■ **Cose da fare**
(a) Traduci in inglese questa frase del testo sull'obiezione di coscienza: «Il problema non può essere liquidato con slogan superficiali.»
(b) Nel testo sull'obiezione di coscienza, elenca nell'ordine in cui compaiono tutte le parole scritte con l'iniziale maiuscola nella frase che comincia con «Di recente».
(c) Allunga il testo sull'obiezione di coscienza ripartendo dall'ultima frase riportata, quella sulla superiorità della persona nei confronti dello Stato.

■ **Testo da esaminare**
Di recente, durante il Festival della Filosofia, un pubblico numeroso ha assistito in piazza Martiri a una conferenza del professor Galimberti, il quale si è scagliato con veemenza contro i medici obiettori di coscienza, a suo dire, colpevoli di non rispettare le leggi dello Stato.
Il problema non può essere liquidato con slogan superficiali. Infatti per poter riconoscere il diritto all’obiezione di coscienza, è necessario riflettere su due dati: a) la natura dell’uomo in quanto soggetto, di cui la coscienza morale è la massima espressione , e b) la superiorità della persona nei confronti dello Stato.

■ **Materiale raccolto**
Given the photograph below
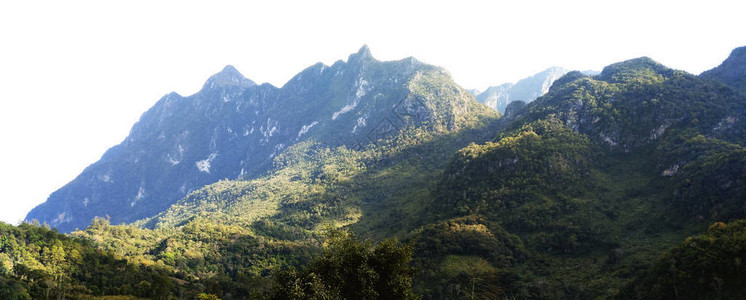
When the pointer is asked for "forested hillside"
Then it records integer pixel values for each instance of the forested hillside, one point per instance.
(627, 184)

■ **Le risposte**
(a) The problem cannot be dismissed with shallow slogans.

(b) Di, Festival, Filosofia, Martiri, Galimberti, Stato

(c)
L’atto morale è l’espressione di un agire cosciente, libero e responsabile. E’ esclusivo di un soggetto dotato di coscienza. A questo proposito dobbiamo riconoscere che la grandezza dell’uomo non sta principalmente nella sua intelligenza e neppure nella sua capacità creativa. La vera grandezza dell’uomo sta nella sua coscienza, in virtù della quale – l’uomo si possiede e si appartiene; – è fine a sé stesso e, quindi, è un valore assoluto, mai strumentalizzabile; – è capace di progettare la propria esistenza e in un certo senso è creatore di sé; – è capace di comunicare con sè stesso e con gli altri e per questo può entrare in rapporto di comunione con quell’Assoluto personale che è Dio.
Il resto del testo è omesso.